## Vorgegebener Text
::::

Die Aufnahmen sind verwackelt, unscharf. Und doch sicherten die elf Fotos, die Robert Capa am 6. Juni 1944, dem sogenannten D-Day, am Strand der Normandie machte, seinen Ruf als berühmtester Kriegsfotograf. Sie gehören auch 75 Jahre nach Ende des Zweiten Weltkriegs zu den Bildern, die weltweit in Erinnerung geblieben sind. Capa ging als einziger Fotojournalist bei der Invasion mit den US-Soldaten an Land. Er fotografierte sie von hinten im vollen Lauf auf den von deutschen Truppen verteidigten "Omaha Beach", wie die US-Militärführung den französischen Strandabschnitt nannte. Andere Aufnahmen, wie der "Mann in der Brandung" ("The Man in the Surf", siehe oben), zeigen Soldaten, die bis zum Hals im Wasser liegen oder in Deckung gehen. Ein waghalsiger und mutiger Einsatz - doch zuletzt wurde die Entstehung der Fotos und damit auch Capas Ruf als Kriegsfotograf in Frage gestellt.

"Wenn deine Bilder nicht gut genug sind, dann bist du nicht nah genug dran"

Capas Karriere begann im Spanischen Bürgerkrieg (1936-39), in dem er die Kämpfe der Republikanischen Truppen gegen den Hitler-Verbündeten General Franco fotografierte. Zusammen mit seiner Partnerin Gerda Taro begründete er einen neuen Stil des Fotojournalismus, indem die beiden mit kleinen tragbaren Kameras nah an die Kämpfe herangingen. Von Capa stammt der Spruch: "Wenn deine Bilder nicht gut genug sind, dann bist du nicht nah genug dran." Taro kam bei ihrer Arbeit 1937 in Spanien ums Leben.

 Capa (l.) und Ernest Hemingway (r.) mit einem US-Soldaten in der Mitte in Frankreich im Juli 1944 (Foto: Imago Images/Everett Collection)
Kennen sich aus dem Spanischen Bürgerkrieg: Capa (l.) und Ernest Hemingway (r.) unterwegs mit den US-Truppen in Frankreich im Juli 1944Bild: Imago Images/Everett Collection

Robert Capa, 1913 in Budapest geboren, musste als Jude vor den Nationalsozialisten fliehen. Er ging von Berlin nach Paris, von wo aus er für seine Arbeit immer wieder nach Spanien fuhr. 1939 reiste er mit einem Besuchervisum in die USA ein. Hier konnte er seine guten Kontakte zu Journalisten, Fotografen und Autoren nutzen, um an Aufträge zu kommen. Robert Capa, der sich im Pariser Exil dieses Alias zugelegt hatte und eigentlich Endre Friedmann hieß, war nicht der einzige Kriegsfotograf des Zweiten Weltkriegs. Er galt aber - auch innerhalb der alliierten Truppen - als besonders mutig und ehrgeizig. In seinem Buch "Slightly Out of Focus" (etwa: "Leicht unscharf"), berichtet er - stark fiktionalisiert, wie er selbst schreibt - von seiner Arbeit im Zweiten Weltkrieg, aber auch von seiner Angst und seinem Antrieb. Capa wollte exklusive Fotos - und er wollte unbedingt bei der Invasion der Alliierten als Fotoreporter dabei sein. Das US-Militär nahm ihn in den kleinen Kreis der Berichterstatter über den geplanten D-Day auf, obwohl er als ungarischer Staatsbürger aus einem mit Nazideutschland verbündeten Land kam.

::::

## Gespeicherte Daten
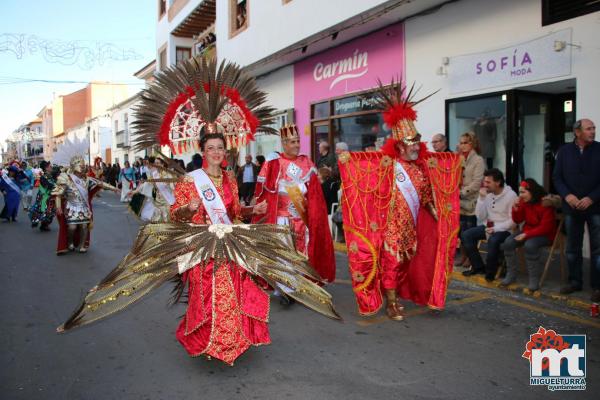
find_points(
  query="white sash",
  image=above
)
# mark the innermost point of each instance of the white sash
(163, 188)
(213, 204)
(11, 183)
(408, 190)
(78, 184)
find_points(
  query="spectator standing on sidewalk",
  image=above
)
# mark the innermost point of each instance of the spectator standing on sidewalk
(494, 208)
(474, 167)
(577, 180)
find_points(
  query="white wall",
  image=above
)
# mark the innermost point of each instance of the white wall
(472, 26)
(273, 26)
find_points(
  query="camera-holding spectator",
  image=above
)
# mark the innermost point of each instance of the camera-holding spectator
(246, 179)
(577, 179)
(539, 229)
(494, 206)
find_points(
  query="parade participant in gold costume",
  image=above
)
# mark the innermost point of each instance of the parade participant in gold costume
(73, 194)
(223, 265)
(289, 184)
(400, 211)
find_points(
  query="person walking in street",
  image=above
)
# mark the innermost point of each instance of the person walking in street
(577, 180)
(289, 184)
(539, 229)
(494, 207)
(127, 181)
(73, 193)
(326, 156)
(43, 210)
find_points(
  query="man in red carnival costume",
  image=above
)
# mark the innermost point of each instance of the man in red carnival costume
(400, 209)
(288, 182)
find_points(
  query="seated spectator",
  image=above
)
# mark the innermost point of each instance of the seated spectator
(326, 157)
(494, 208)
(474, 166)
(329, 186)
(539, 229)
(260, 160)
(440, 143)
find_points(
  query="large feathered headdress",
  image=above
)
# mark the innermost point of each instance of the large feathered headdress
(71, 151)
(398, 112)
(195, 96)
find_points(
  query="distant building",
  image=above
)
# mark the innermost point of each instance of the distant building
(70, 112)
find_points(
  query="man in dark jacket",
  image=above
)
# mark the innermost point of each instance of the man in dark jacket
(246, 178)
(577, 180)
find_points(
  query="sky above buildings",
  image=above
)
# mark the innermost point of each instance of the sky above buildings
(63, 41)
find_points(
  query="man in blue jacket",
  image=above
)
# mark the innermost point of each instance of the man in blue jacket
(577, 180)
(26, 182)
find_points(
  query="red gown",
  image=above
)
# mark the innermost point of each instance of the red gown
(63, 241)
(385, 249)
(227, 310)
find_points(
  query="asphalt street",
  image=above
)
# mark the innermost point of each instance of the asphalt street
(471, 350)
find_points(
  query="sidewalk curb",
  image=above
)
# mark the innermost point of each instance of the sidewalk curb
(480, 281)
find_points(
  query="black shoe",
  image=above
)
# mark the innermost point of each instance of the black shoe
(570, 289)
(472, 271)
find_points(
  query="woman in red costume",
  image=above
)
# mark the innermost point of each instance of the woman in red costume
(224, 265)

::::

## Aufgabenstellung
A - Prüfen Sie, ob die folgenden Aussagen mit dem Text über Robert Capa übereinstimmen: (i) Capa war der einzige Fotojournalist, der bei der Invasion mit den US-Soldaten an Land ging. (ii) Gerda Taro kam 1939 in Spanien ums Leben. (iii) Capas eigentlicher Name war Endre Friedmann. Antworten Sie jeweils mit Ja oder Nein und zitieren Sie die entscheidenden Worte des Textes wörtlich.
B - Setzen Sie den Text über Robert Capa nach seinem letzten Satz fort.

## Lösungen
A -
(i) Ja: „Capa ging als einziger Fotojournalist bei der Invasion mit den US-Soldaten an Land.“
(ii) Nein: „Taro kam bei ihrer Arbeit 1937 in Spanien ums Leben.“
(iii) Ja: „eigentlich Endre Friedmann hieß“

B -
Exklusive Filmrollen: Vom Omaha Beach in die New Yorker Redaktion

Am D-Day kam es für den damals 30-jährigen Capa nicht nur darauf an, seinen Einsatz zu überleben. Er musste auch den Redaktionsschluss einhalten. Die Filmrollen mussten von der französischen Küste über den Kanal zurück nach London geschafft werden. Dort wurden sie entwickelt und der Militärzensor musste sein Okay geben. Ein Flugzeug stand bereit, um die Negative rechtzeitig über den Atlantik zum US-Magazin "Life" zu fliegen, für das Capa arbeitete.

Capas Bilder vom D-Day sind regelmäßig in Ausstellungen zu sehen (Copyright: Getty Images/AFP/R. Nederstigt)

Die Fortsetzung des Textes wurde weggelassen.